▶ **Instructions for the task**
Can you return, word for word, the lines of the material below, beginning at the line that has "Could you please locate the child's right" and stopping after the line that has "left=0, top=460, right=279, bottom=690", with both of those lines included?

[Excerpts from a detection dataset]
┄┄┄┄┄┄

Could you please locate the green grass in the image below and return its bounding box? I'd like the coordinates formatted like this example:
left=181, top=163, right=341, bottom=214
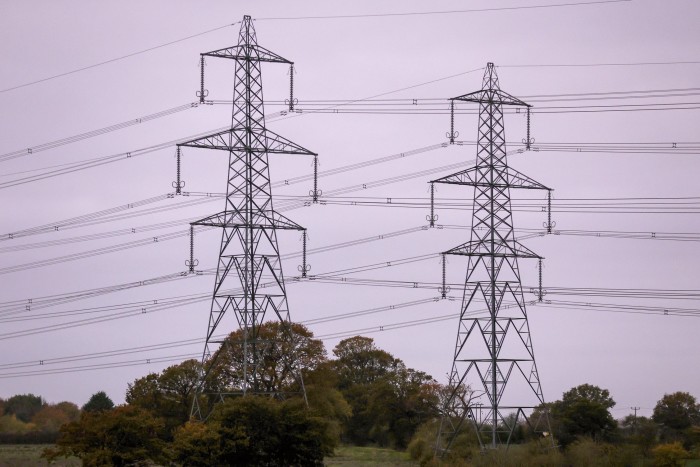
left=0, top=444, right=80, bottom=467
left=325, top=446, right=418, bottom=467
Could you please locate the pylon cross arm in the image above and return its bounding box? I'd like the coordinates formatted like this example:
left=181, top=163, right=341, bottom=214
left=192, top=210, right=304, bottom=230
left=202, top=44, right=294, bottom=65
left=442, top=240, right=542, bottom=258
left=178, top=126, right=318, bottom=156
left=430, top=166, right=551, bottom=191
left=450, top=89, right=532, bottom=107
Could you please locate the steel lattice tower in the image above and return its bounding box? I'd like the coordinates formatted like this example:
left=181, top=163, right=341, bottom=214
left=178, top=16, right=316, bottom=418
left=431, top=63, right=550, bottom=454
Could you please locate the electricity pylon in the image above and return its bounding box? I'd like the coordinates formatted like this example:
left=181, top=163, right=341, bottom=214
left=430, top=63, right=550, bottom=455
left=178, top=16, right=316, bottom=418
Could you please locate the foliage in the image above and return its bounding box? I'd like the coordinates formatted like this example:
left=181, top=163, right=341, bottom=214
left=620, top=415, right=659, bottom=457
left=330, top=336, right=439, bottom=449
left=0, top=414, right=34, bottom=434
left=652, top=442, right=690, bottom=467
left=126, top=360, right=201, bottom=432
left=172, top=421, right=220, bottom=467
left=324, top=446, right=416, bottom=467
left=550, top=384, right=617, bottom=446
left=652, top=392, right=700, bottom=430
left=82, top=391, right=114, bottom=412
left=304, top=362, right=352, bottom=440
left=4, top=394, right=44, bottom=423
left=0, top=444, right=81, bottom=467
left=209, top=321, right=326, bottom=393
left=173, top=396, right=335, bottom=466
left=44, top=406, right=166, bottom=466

┄┄┄┄┄┄

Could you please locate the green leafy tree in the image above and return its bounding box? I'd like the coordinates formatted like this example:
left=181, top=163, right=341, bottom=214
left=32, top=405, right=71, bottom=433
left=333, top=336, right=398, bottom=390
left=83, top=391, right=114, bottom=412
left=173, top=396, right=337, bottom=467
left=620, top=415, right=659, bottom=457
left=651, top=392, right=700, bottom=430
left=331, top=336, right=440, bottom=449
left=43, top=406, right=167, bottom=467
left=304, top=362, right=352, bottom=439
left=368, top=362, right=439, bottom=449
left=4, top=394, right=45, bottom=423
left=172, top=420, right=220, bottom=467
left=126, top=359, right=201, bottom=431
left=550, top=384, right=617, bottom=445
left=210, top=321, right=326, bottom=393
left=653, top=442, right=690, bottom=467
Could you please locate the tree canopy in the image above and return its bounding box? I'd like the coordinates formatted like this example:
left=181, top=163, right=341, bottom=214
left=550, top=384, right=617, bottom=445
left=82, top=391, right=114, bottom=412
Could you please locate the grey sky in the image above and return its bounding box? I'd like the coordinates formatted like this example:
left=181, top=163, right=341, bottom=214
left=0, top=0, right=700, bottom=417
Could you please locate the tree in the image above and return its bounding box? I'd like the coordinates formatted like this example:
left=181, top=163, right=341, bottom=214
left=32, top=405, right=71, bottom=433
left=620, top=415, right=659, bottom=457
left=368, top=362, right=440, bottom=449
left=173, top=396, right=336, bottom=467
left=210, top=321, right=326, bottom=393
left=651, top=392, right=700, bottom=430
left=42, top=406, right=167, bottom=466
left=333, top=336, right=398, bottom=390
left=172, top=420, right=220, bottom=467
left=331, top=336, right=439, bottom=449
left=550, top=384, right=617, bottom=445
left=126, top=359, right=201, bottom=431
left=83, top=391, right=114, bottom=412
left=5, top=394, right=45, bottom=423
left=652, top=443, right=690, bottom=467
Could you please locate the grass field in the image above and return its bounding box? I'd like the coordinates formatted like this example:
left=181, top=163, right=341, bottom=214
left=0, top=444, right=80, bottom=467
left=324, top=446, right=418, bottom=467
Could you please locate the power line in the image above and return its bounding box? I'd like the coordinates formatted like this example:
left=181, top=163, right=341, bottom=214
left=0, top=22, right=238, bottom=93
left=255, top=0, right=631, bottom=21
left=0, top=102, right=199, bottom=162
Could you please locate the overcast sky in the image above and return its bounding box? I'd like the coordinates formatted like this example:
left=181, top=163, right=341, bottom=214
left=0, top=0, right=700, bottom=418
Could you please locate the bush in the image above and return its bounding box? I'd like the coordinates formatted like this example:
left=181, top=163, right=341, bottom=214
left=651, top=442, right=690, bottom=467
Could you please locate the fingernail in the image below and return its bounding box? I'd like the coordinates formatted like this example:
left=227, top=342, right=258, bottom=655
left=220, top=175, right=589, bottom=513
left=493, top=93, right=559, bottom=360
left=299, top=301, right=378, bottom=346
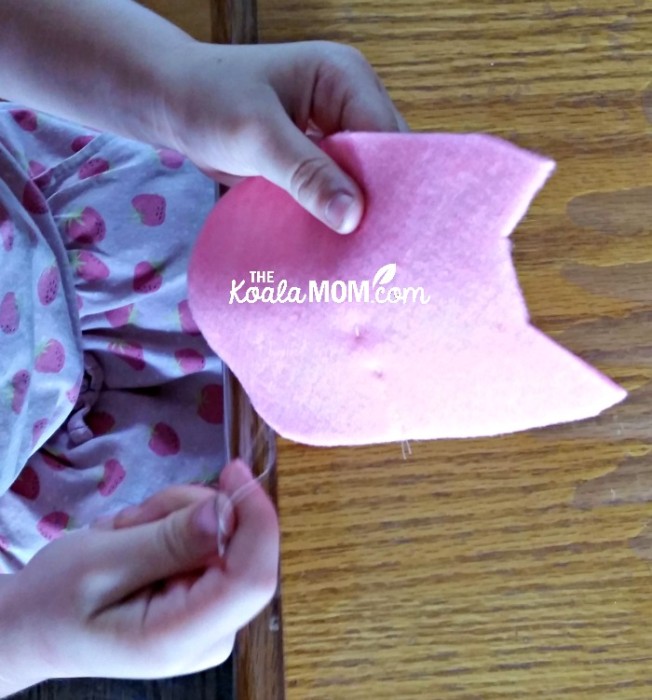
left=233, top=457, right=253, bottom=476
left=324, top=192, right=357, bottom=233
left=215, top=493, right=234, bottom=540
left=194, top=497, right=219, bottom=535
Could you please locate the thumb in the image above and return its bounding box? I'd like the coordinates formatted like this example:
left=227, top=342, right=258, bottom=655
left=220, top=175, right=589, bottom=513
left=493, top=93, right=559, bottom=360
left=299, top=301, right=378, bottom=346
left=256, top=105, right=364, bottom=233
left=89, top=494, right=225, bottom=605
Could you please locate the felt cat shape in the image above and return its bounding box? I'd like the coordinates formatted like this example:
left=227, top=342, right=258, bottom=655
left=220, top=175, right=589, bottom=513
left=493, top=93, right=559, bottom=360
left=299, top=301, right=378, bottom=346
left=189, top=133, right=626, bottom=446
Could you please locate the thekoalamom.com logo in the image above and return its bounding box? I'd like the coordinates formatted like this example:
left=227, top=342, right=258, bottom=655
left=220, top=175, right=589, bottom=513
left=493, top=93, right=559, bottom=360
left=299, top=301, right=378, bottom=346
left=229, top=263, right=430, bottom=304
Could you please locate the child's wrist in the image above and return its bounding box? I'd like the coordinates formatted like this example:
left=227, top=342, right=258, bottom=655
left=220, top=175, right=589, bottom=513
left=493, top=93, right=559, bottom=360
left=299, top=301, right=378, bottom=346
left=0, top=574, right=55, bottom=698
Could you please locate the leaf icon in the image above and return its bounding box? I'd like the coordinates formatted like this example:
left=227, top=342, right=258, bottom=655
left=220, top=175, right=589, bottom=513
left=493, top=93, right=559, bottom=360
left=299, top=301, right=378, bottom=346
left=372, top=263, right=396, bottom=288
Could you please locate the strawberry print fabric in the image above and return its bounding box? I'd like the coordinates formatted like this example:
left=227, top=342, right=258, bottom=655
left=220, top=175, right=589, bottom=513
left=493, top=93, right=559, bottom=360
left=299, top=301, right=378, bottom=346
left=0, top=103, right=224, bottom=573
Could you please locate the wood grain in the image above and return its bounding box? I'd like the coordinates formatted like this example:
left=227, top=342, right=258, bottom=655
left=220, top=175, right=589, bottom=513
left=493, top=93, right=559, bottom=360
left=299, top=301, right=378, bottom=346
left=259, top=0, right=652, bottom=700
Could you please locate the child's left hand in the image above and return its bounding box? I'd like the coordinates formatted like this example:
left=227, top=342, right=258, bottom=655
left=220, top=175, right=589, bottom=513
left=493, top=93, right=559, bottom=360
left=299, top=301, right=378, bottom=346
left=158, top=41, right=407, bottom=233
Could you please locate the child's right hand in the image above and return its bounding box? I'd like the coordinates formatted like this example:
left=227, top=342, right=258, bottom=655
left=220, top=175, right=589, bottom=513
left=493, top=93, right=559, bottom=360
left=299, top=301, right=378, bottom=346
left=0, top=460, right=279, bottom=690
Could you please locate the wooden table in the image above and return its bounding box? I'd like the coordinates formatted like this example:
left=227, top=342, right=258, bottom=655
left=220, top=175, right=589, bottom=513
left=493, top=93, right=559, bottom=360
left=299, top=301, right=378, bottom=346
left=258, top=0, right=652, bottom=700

┄┄┄┄┄┄

▶ **Solution**
Could you please locate the child's right hand in the image above and return its bounding box? I'd like the coordinates formatted like this example:
left=227, top=342, right=258, bottom=655
left=220, top=175, right=589, bottom=513
left=493, top=93, right=559, bottom=360
left=299, top=301, right=378, bottom=346
left=0, top=460, right=279, bottom=690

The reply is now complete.